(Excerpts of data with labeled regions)
****************

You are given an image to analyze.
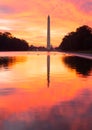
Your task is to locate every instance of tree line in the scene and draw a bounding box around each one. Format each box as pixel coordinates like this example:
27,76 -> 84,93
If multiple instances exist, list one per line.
0,32 -> 29,51
58,25 -> 92,51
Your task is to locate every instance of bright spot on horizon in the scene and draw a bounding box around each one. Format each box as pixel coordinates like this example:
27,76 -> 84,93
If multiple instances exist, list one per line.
0,0 -> 92,46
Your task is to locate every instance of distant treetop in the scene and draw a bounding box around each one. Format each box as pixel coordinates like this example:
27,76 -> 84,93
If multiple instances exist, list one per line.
0,32 -> 29,51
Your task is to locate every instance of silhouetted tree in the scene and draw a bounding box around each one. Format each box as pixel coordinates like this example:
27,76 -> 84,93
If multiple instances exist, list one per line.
59,25 -> 92,51
0,32 -> 29,51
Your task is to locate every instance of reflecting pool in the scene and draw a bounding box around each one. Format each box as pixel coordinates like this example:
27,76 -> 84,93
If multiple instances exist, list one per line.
0,52 -> 92,130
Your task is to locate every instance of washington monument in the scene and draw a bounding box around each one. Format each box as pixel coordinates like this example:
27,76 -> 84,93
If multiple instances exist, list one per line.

****************

The task.
Write out every line of the records above again, requests included, multiplying each coordinate in the answers by 2.55 and rounding to whole numbers with halves rounded up, while leaving the numbers in the requests and their format samples unchanged. Omit the pictures from your answer.

The answer.
You are given an image to analyze.
Your task is to locate every instance of tree line in the scene and draw a bounding box around each one. Format each box as pixel coordinates like this example:
27,76 -> 84,93
If multiple instances exist, list one per line.
0,82 -> 74,130
148,64 -> 235,130
Your task is to locate every instance of bright spot on horizon in the scene and draw a bounding box around each one. Format each box as pixel coordinates like this example:
27,76 -> 84,93
If multiple instances exist, list one per line.
0,0 -> 235,117
Your task is to locate every instance of distant treetop in the scene and draw a bounding box around each one. Format each box as pixel coordinates like this example:
27,76 -> 84,93
If multiple instances exist, list one per line.
0,82 -> 74,130
Your task is to locate every instance of silhouetted tree in the scene and draw a bounding box around each one. Format each box as pixel coordinates like this example:
27,76 -> 84,93
If multiple instances exist, list one per line.
150,64 -> 235,130
0,82 -> 74,130
Your task is to locate every instance of reflecting pool in the scene and draw a bounding box around each one. Format each box as pixel coordinates like this example:
27,76 -> 84,93
If multiple instances exist, list one per line.
0,133 -> 235,332
Your task is to locate every instance of washington monument in the scene and draw a bounding box around each one. Format each box as pixel coordinates like this example:
27,76 -> 84,93
If multiple instances exist, list one per line.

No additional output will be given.